**Short problem**
Print each of the entries below verbatim, keeping every line as it appears.

**Data excerpts**
Begin

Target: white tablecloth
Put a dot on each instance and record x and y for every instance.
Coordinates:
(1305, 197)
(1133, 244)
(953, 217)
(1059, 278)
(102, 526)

End

**The result**
Target: white tablecloth
Put a dot on each instance and record x and y for every instance.
Coordinates:
(1305, 197)
(1133, 244)
(953, 217)
(1059, 278)
(102, 526)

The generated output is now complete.